Task a >>
Repeat, word for word, the stretch of the records from the line containing "Annotation task — tag the upper" through the line containing "[(276, 196)]".

Page >>
====
W.M. Keck Center for Surface and Interface Imaging
University of Arizona Chemistry & Biochemistry
1306 E. University Blvd.
Tucson, AZ 85721
website: www.chem.arizona.edu/rss/keck/keck.html
email: [hidden email]
Ph: (520)621-3395
Fax: (520)621-8407

-----Original Message-----
From: Confocal Microscopy List [mailto:[hidden email]] On Behalf Of yuansheng sun
Sent: Wednesday, October 24, 2012 10:27 AM
To: [hidden email]
Subject: weird emission spectral peak of a blank buffer

*****
To join, leave or search the confocal microscopy listserv, go to:
http://lists.umn.edu/cgi-bin/wa?A0=confocalmicroscopy
*****

Dear Listers,

Recently, we got two weird peaks in the emission spectrum of our blank buffer (1-molar Tris at pH 7.3), measured on a spectrofluometer. The Tris buffer is what we use to make our dye solutions to be measured on the spectrofluometer. It is always freshly prepared. One small peak of the blank buffer shows at about 20 nm plus the excitaion wavlength and the other huge peak appears at about twice of the excitation wavelength. We found this with the emission spectrum measurements using 5 different excitation wavelengths - 250 nm, 280 nm, 285 nm 300 nm, and 350 nm. We also observed the similar things with DI water. Any explanation and suggestion would be appreciated. Thanks a lot in advance.

Yuansheng Sun

Craig Brideau

Re: weird emission spectral peak of a blank buffer

*****
To join, leave or search the confocal microscopy listserv, go to:
http://lists.umn.edu/cgi-bin/wa?A0=confocalmicroscopy
*****

Raman is usually pretty weak. How long are you acquiring? If this is over
a (relatively) long acquisition then yes, it could be Raman. If you look
up the Raman lines for the plastics and liquids in your sample that might
give you a clue.
====
(Point labeling dataset excerpts)
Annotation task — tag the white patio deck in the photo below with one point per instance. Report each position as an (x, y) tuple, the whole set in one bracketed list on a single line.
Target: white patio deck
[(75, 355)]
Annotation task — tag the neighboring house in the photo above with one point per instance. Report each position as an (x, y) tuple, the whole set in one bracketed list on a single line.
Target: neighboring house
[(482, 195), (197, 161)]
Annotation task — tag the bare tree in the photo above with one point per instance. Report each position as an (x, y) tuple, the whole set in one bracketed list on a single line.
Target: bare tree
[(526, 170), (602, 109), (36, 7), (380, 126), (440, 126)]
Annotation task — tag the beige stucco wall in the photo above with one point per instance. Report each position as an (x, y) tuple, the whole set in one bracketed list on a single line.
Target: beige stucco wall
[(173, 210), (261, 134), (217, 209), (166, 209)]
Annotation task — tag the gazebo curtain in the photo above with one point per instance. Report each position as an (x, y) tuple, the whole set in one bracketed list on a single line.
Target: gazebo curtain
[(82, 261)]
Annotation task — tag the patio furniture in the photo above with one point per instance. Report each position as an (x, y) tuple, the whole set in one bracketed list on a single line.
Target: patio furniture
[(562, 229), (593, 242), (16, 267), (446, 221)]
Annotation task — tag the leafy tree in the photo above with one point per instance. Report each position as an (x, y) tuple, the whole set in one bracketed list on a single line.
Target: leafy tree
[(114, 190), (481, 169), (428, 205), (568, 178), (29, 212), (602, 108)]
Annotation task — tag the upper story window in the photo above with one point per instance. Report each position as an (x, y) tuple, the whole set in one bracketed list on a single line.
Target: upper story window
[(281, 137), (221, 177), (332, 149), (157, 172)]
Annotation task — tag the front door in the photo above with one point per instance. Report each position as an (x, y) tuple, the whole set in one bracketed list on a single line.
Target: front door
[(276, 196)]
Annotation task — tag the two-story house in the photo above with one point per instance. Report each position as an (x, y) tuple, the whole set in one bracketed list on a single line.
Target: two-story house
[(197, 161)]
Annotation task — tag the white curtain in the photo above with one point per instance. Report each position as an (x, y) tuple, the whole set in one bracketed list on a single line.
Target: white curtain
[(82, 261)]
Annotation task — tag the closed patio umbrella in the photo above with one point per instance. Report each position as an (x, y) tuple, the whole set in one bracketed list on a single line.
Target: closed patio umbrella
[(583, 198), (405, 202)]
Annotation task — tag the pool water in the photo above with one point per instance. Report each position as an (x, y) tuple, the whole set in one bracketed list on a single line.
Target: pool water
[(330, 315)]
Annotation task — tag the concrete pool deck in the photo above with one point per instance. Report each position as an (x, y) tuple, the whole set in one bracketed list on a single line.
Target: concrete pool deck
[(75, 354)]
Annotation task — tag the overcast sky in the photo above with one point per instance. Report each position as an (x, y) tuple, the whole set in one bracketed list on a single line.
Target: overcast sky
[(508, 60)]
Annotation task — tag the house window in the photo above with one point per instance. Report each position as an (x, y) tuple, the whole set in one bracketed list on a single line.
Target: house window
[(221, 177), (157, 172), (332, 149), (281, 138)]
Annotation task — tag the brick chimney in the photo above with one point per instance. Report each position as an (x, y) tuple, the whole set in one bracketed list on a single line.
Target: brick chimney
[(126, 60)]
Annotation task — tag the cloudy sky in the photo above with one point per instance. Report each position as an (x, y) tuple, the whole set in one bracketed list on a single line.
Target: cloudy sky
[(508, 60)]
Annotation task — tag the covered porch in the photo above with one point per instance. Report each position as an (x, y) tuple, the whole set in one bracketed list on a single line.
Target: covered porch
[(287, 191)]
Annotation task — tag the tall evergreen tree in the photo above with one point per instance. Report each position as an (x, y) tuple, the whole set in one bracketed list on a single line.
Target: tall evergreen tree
====
Task b >>
Transcribe the stretch of the mailing list thread from "Re: weird emission" through "you a clue." word for word.

Correct result a >>
Annotation task — tag the upper story window in the photo above with one point per instance. Report each position as an (x, y) tuple, the whole set in one bracketed list on a single line.
Target: upper story window
[(281, 137), (221, 177), (332, 149), (157, 172)]
Annotation task — tag the front door in the photo above with one point per instance. Report each position as an (x, y) tuple, the whole set in one bracketed list on a single line.
Target: front door
[(276, 196)]

Correct result b >>
Re: weird emission spectral peak of a blank buffer

*****
To join, leave or search the confocal microscopy listserv, go to:
http://lists.umn.edu/cgi-bin/wa?A0=confocalmicroscopy
*****

Raman is usually pretty weak. How long are you acquiring? If this is over
a (relatively) long acquisition then yes, it could be Raman. If you look
up the Raman lines for the plastics and liquids in your sample that might
give you a clue.